(Beginning of TASK MATERIAL)

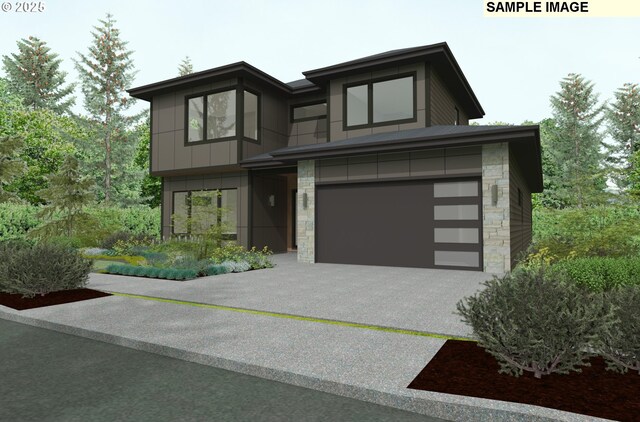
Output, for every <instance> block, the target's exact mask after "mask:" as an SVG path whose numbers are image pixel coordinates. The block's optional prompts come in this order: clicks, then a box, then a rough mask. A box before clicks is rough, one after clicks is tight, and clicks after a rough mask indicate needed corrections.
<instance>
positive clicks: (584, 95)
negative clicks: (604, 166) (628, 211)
mask: <svg viewBox="0 0 640 422" xmlns="http://www.w3.org/2000/svg"><path fill="white" fill-rule="evenodd" d="M551 107H552V110H553V119H554V121H555V125H554V126H553V127H551V128H550V129H551V133H550V134H549V135H550V136H549V138H550V139H549V145H548V150H549V152H550V153H551V154H550V156H549V158H550V161H551V163H552V166H553V167H554V168H555V169H556V170H557V174H553V175H550V177H549V182H550V183H552V184H553V186H555V188H556V192H555V193H554V198H553V199H554V201H558V202H559V203H562V204H565V205H568V206H577V207H583V206H586V205H592V204H594V203H597V202H599V201H601V200H602V199H603V198H604V189H605V187H606V175H605V170H604V169H603V168H602V167H601V164H602V163H603V162H604V156H603V154H602V152H601V151H600V147H601V146H602V145H603V136H602V134H601V133H599V131H598V130H599V128H600V126H601V124H602V121H603V119H604V116H603V111H604V108H605V105H604V104H600V103H599V101H598V95H597V94H596V93H594V92H593V83H592V82H591V81H588V80H585V79H584V78H583V77H582V76H581V75H579V74H575V73H570V74H569V75H568V76H567V77H565V78H564V79H563V80H562V81H561V82H560V91H559V92H557V93H556V94H555V95H553V96H552V97H551Z"/></svg>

(End of TASK MATERIAL)

### WHAT IS EXPECTED
Scan the material above for lines that contain the string "instance", and copy each such line.

### SOLUTION TO THIS TASK
Output, for every <instance> block, the target's exact mask after "mask:" as an SVG path whose numbers are image pixel coordinates. The block's optional prompts come in this order: clicks, then a box, then a rough mask. A box before clicks is rough, one after clicks is tight, and clicks after a rough mask indicate needed corrections.
<instance>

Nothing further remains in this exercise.